* RECORDS PROVIDED
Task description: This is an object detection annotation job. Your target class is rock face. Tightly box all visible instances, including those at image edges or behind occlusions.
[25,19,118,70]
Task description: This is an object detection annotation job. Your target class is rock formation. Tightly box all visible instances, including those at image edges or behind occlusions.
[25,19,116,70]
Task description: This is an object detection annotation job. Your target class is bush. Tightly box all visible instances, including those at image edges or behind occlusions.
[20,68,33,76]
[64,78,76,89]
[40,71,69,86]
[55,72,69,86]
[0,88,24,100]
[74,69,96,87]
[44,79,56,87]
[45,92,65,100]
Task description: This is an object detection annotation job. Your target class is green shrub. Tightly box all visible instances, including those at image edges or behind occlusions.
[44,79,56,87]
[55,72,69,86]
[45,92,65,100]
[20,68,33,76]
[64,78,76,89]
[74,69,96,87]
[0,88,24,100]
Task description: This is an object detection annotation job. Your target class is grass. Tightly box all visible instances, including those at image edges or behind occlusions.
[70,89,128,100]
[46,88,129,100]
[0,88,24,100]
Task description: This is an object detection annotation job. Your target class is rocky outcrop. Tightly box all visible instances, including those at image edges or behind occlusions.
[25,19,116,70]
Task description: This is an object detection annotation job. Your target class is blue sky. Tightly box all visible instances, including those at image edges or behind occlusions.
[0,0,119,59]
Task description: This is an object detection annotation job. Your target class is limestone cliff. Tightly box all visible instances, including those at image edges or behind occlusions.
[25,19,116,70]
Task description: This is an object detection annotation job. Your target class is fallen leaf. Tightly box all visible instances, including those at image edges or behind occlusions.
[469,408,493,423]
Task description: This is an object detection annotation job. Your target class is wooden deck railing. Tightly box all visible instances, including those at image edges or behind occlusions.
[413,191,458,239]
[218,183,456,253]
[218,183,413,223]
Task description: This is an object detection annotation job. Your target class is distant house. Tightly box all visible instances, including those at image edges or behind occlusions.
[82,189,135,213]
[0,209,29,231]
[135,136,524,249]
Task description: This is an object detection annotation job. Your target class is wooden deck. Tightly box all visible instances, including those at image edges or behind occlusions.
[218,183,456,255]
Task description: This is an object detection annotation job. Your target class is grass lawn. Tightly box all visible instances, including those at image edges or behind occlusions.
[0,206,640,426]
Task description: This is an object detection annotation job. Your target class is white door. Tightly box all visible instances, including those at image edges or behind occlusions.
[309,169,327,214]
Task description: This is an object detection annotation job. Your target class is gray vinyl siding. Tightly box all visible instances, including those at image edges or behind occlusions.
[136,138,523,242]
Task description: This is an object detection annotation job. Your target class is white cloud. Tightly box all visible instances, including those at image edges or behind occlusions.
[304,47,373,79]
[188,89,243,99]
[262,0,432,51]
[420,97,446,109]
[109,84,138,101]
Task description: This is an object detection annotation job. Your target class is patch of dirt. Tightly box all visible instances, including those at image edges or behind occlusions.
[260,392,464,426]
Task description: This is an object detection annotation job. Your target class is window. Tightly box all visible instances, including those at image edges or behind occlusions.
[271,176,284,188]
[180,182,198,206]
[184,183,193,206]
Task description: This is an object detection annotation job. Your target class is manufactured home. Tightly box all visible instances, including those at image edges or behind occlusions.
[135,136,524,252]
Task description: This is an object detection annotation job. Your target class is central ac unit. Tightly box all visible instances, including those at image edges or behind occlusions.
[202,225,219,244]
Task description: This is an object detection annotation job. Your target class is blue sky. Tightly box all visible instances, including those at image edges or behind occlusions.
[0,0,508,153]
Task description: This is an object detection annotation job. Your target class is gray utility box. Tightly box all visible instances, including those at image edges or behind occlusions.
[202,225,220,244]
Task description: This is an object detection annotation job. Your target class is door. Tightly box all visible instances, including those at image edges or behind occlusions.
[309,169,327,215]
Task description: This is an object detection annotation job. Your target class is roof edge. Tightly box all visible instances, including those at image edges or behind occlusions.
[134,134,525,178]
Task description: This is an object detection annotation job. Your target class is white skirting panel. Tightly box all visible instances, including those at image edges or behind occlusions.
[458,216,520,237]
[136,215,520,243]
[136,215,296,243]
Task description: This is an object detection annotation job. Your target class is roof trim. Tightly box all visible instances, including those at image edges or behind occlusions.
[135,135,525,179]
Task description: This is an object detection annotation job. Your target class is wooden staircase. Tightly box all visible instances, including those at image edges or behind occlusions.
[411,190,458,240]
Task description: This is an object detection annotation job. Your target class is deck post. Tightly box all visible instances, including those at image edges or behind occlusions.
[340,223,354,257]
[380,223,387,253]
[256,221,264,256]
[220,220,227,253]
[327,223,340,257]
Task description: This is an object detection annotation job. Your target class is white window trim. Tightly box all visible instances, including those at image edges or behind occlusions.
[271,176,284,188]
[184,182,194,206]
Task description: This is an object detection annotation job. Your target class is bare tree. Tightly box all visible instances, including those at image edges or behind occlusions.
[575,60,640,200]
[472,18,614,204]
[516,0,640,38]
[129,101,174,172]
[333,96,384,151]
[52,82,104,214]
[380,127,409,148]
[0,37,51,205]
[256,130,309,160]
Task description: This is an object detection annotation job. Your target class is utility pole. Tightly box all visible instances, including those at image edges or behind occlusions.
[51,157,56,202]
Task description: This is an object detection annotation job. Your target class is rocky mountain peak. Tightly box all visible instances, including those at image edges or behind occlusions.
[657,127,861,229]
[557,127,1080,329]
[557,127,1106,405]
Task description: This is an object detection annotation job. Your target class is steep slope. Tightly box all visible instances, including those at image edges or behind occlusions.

* PROBLEM TO WORK ON
Could you copy all of the records above again, replacing every "object detection annotation job" with "bounding box labeling task" and leaving everything else as it is?

* RESPONSE
Task description: This is an bounding box labeling task. Your target class is rock face. Tightly box all visible instances, including those at image edges or behind occlusions.
[25,19,118,70]
Task description: This is an bounding box labeling task. Your target class is rock formation. Tightly box all visible instances, including those at image edges or behind occlusions.
[25,19,116,70]
Task description: This is an bounding box labeling task. Your target class is bush. Tightly box all visible instances, including those at image edges or behind occlusions.
[20,68,33,76]
[64,78,76,89]
[40,71,69,86]
[55,72,69,86]
[0,88,24,100]
[74,69,96,87]
[44,79,56,87]
[45,92,65,100]
Task description: This is an bounding box labeling task. Your target class is green shrub. Tightly box all visible instances, including those at image edges or behind occlusions.
[44,79,56,87]
[55,72,69,86]
[45,92,65,100]
[20,68,33,76]
[64,78,76,89]
[74,69,96,87]
[0,88,24,100]
Task description: This is an bounding box labeling task. Your target class is grass. Tightly box all visible instances, including those at image edges or behind occlusions.
[70,89,128,100]
[46,88,129,100]
[0,88,24,100]
Task description: This is an bounding box labeling task. Your target class is rocky outcrop. Tightly box all visible instances, including those at image edges or behind occlusions.
[25,19,116,70]
Task description: This is an bounding box labeling task. Your target class is blue sky. Tightly box all visible instances, including those at image edges or behind occlusions.
[0,0,119,59]
Task description: This is an bounding box labeling task. Your target class is limestone cliff. Tightly box all visible instances, including those at image edges or behind occlusions.
[25,19,116,70]
Task description: This is an bounding box labeling task. Your target class is fallen leaf. Tightly box all visible instances, including those at image edges or behind occlusions.
[469,408,493,423]
Task description: This is an bounding box labeling task. Your target class is wooden deck railing. Tightly box all visible instances, including those at image edges or behind occlusions.
[413,191,458,239]
[218,183,456,253]
[218,183,413,223]
Task description: This is an bounding box labeling task. Your target class is distant house. Tightly box all visible instances, including those at image edges or behind occlusions.
[82,189,135,213]
[0,209,29,231]
[135,136,524,249]
Task description: This is an bounding box labeling task. Your target class is wooden deck. Tightly box all visible instances, including those at image edges or behind occlusions.
[218,183,456,255]
Task description: This is an bounding box labeling task. Your target class is grass lawn. Tightly box all visible instances, including those at image edges or behind occlusions.
[0,206,640,426]
Task description: This is an bounding box labeling task. Your target class is white door. Tightly box all visible instances, including those at image edges or behind occlusions.
[309,169,327,214]
Task description: This is an bounding box labeling task. Your target class is gray vinyl siding. Tightly box all visible instances, including those at image edges or behind occlusions.
[136,138,523,242]
Task description: This is an bounding box labeling task. Your target class is white cloud. Tightly box all visible instances, including those at image edges or behind occlusions.
[304,47,373,79]
[188,89,243,99]
[262,0,432,51]
[420,97,446,109]
[109,84,138,101]
Task description: This is an bounding box labeling task. Your target class is patch of dirt. Tightly box all visible instances, including those at image edges or behind occlusions.
[260,392,464,426]
Task description: This is an bounding box labeling task. Your target class is window. Tightly box all visible instances, including those at image edges or behind occlusions.
[271,176,284,188]
[180,182,198,206]
[184,183,193,206]
Task description: This is an bounding box labeling task. Your target class is manufactured home. Tightly box all visible instances, including those at image edges or behind occlusions.
[135,136,524,252]
Task description: This is an bounding box labeling task. Your target class is central ac unit. Tightly box all visible instances, including those at image edges or behind occlusions.
[202,225,219,244]
Task description: This is an bounding box labeling task. Your target class is blue sky. Tightly box all visible instances, including those at image edges or behind occlusions.
[0,0,508,153]
Task description: This is an bounding box labeling task. Your target class is gray utility box. Tightly box all visible instances, including those at image edges or behind occlusions.
[202,225,220,244]
Task description: This is an bounding box labeling task. Your target class is door. Tightly box all visible instances, including those at image edges or behind occlusions.
[309,169,327,215]
Task description: This is an bounding box labeling task. Your target class is roof edge. Tightly box all visible instances, including those at image edges or behind occlusions.
[134,134,525,178]
Task description: This is an bounding box labeling task. Your target class is white skirting panel. Tightly box all visible instances, including those at image edges or behind occlusions.
[458,216,520,237]
[136,215,520,243]
[136,215,296,243]
Task description: This is an bounding box labeling task. Your target class is roof trim. Tightly box all visible instances, including those at image edges or behind occlusions.
[135,135,525,179]
Task description: This is an bounding box labeling task. Your target class is wooden staircase. Tightly box all visible instances, including those at image edges or behind occlusions.
[411,190,458,240]
Task description: This is an bounding box labeling task. Your target class is deck post. Tightly box all visible instances, including those at image edges or behind occlusions.
[340,223,354,257]
[380,223,387,253]
[256,221,264,256]
[220,220,227,253]
[327,223,340,257]
Task description: This is an bounding box labeling task. Your target class is white window trim. Tightly box all visible instances, including those at image edges or behind occlusions.
[271,176,284,188]
[184,182,194,206]
Task description: This is an bounding box labeling task. Your target class is bare tree. Tightly box all visible instances, including those at image edges or behind occlusions.
[575,60,640,200]
[472,18,614,204]
[516,0,640,38]
[129,101,174,172]
[333,96,384,151]
[52,82,104,214]
[380,127,409,148]
[0,37,51,205]
[256,130,309,160]
Task description: This is an bounding box labeling task. Your target class is utility pole. Tightly box all visible instances, including those at image edges or behind occlusions.
[51,157,56,202]
Task description: This is an bounding box labeling task. Your target class is rocky mountain peak. Tightly box all visible instances, including those at image edges or behind occlusions.
[657,127,861,229]
[557,127,1080,329]
[557,127,1106,405]
Task description: This is an bounding box labeling task. Your target class is steep slope. Tightly box all visible instances, including those at image edges or behind occlusions.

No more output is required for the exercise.